=== TRECHO DO DOCUMENTO ===
Como resultado, em fevereiro, começou a haver saídas de investidores estrangeiros. “Após fortes entradas de capital em janeiro, fevereiro registrou o primeiro fluxo negativo desde maio de 2022 – com saída de R$ 1,7 bilhão – e março se encaminha para o mesmo movimento. Este é um indicador-chave a seguir, já que os investidores estrangeiros têm sido o comprador final de ativos brasileiros, enquanto os investidores locais migraram para renda fixa”, avaliam.
A XP também destaca que o Lucro por Ação (LPA) para os próximos 12 meses projetado pelo mercado para o Ibovespa já caiu mais de 10% desde o pico recente. “Devido a essa combinação (lucros menores e taxas de juros mais altas), não vemos mais o Ibovespa tão atrativo quanto estava alguns meses atrás. Ou seja, a Bolsa brasileira ficou menos atrativa em relação às taxas de juros atuais”, ressaltam os especialistas.
Guilherme Abbud, gestor da Persevera Asset Management, por sua vez, acredita ser difícil a Bolsa cair mais por conta de questões internas. “A Bolsa já precifica hoje crescimento mais fraco, as inseguranças com política econômica e já está muito descontada”, afirma Abud.
“Essa taxa de juros está muito alta e o Brasil está claramente desacelerando”, diz Abud. Segundo ele, a economia ainda não assimilou totalmente o ciclo de aperto monetário conduzido pelo Banco Central e a economia tende “a desacelerar muito mais”.
O gestor também acredita que o mercado superdimensiona o tamanho do risco fical. “O ponto de partida fiscal é muito ‘menos pior’ do que o mercado precifica”, afirma Abud.
Quando os juros cairão?
A XP aponta que uma mudança na visão sobre as taxas de juros poderia rapidamente mudar a dinâmica de queda da Bolsa, já que o risco-retorno ainda é favorável para a Bolsa, mantendo assim a projeção de Ibovespa a 125 mil pontos para o fim do ano.
===
=== TAREFAS E EXERCÍCIOS ===
**A)** Segundo o texto sobre a Bolsa brasileira, qual foi o valor da saída de capital estrangeiro registrada em fevereiro?
**B)** Enumere, na ordem em que aparecem pela primeira vez, todos os meses citados no texto sobre a Bolsa brasileira.
**C)** Retome o texto sobre a Bolsa brasileira a partir do ponto em que ele termina.
Estes registros provêm de uma fonte diferente da do texto.
=== INFORMAÇÕES FORNECIDAS ===
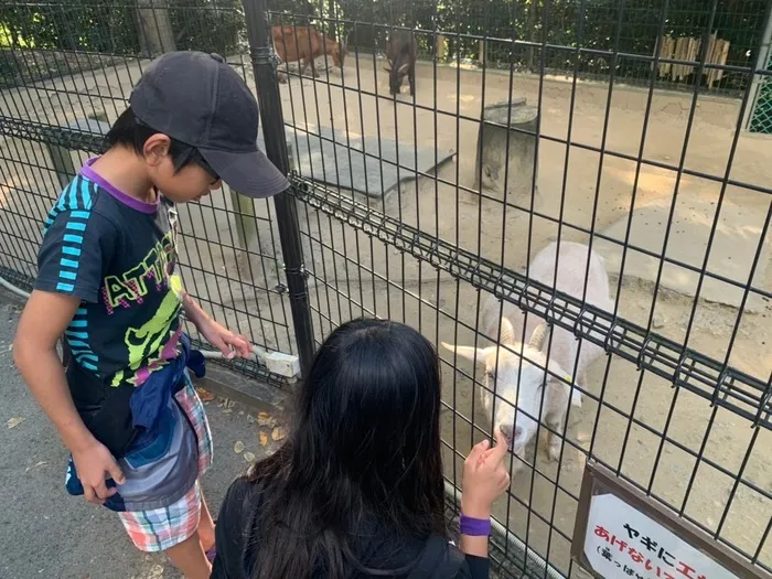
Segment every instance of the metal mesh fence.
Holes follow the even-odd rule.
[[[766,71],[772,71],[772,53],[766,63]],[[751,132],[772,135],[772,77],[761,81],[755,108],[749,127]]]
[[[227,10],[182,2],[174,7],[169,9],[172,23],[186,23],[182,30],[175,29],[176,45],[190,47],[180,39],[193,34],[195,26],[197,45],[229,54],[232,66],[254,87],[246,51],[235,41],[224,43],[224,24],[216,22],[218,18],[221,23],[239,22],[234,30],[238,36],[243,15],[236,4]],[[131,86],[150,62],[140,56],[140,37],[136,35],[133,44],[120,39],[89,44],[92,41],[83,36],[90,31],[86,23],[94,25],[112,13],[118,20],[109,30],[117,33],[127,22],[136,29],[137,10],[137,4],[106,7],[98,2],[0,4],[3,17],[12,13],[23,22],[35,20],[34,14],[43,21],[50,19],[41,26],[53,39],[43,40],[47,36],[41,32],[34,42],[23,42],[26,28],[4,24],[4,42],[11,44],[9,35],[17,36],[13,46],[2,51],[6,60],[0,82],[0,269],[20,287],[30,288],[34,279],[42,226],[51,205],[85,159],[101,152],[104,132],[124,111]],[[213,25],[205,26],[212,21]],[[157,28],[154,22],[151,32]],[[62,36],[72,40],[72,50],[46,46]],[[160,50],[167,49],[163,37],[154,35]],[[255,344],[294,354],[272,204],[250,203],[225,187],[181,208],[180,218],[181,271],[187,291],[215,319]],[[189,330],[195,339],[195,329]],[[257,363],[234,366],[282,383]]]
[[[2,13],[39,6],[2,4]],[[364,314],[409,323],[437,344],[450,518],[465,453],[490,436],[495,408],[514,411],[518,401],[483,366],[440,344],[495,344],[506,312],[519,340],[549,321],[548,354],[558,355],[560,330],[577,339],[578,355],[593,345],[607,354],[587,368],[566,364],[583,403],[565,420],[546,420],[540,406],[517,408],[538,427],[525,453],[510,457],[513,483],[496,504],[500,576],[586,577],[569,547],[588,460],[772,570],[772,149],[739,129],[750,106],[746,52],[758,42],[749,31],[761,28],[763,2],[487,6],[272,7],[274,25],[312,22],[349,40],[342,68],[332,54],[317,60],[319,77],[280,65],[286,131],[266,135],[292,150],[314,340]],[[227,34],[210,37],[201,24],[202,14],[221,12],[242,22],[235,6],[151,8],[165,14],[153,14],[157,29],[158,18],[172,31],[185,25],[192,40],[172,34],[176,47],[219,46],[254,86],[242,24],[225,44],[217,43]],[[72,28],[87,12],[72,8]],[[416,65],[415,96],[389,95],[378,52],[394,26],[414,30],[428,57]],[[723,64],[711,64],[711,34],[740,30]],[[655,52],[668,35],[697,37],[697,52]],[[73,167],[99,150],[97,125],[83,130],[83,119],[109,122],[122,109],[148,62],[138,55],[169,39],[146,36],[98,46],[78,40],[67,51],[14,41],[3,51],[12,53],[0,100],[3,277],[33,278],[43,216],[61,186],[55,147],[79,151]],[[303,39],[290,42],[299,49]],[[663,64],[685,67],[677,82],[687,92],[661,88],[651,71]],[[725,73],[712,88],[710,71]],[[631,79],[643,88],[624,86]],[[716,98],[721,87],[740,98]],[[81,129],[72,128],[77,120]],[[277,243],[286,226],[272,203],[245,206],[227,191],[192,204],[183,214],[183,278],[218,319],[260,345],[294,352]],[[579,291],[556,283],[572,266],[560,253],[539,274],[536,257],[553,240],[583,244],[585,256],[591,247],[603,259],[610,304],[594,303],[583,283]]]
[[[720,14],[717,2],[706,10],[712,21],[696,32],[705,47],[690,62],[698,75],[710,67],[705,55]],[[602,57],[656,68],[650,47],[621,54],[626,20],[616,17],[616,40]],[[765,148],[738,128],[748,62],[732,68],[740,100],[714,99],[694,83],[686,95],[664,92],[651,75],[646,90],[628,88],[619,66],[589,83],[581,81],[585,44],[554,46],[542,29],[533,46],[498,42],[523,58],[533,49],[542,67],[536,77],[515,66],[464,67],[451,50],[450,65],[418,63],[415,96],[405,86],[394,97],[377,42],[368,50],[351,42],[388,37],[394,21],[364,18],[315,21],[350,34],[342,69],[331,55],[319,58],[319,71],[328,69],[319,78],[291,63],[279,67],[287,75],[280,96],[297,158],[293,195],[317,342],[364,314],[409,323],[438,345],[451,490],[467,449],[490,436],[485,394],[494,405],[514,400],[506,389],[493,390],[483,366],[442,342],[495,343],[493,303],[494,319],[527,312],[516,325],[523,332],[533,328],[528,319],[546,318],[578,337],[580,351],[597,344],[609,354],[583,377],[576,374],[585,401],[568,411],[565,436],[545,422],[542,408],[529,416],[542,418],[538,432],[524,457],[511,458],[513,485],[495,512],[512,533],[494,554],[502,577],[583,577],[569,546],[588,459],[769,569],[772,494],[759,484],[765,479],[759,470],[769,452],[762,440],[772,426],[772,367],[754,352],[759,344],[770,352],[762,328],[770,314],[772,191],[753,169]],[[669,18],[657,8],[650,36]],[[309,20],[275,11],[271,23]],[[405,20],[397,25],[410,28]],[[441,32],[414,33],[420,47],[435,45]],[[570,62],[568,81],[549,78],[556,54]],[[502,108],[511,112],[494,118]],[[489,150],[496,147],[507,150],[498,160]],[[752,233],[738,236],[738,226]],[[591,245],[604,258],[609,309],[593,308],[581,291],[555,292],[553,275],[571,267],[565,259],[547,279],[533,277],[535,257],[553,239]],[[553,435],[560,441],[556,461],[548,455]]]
===
=== RESPOSTAS POR TAREFA ===
**A)** R$ 1,7 bilhão.

**B)** Fevereiro, janeiro, maio (de 2022) e março.

**C)**
Paulo Gala, economista-chefe do Banco Master, também avalia que a perspectiva de corte de juros no futuro pode ajudar a Bolsa. “Ela só vai conseguir subir com mais consistência quando recuperar a perspectiva de crescimento e de corte de juros, que deve ficar para o segundo semestre”, aponta.
Ele cita que as ações de varejistas em queda, a Petrobras (PETR4) sofrendo com a queda do preço do petróleo e os bancos impactados pelas perspectivas de crédito mais complicadas aqui e no exterior explicam o Ibovespa abaixo dos 100 mil.
“Olhando para frente, dentro de seis meses a um ano a situação deve melhorar, quando a gente retomar o ciclo de crescimento e corte de juros”, avalia.
Contudo, como já ressaltado acima, as grandes instituições financeiras destacaram a visão de corte de juros mais longe após o comunicado do Copom.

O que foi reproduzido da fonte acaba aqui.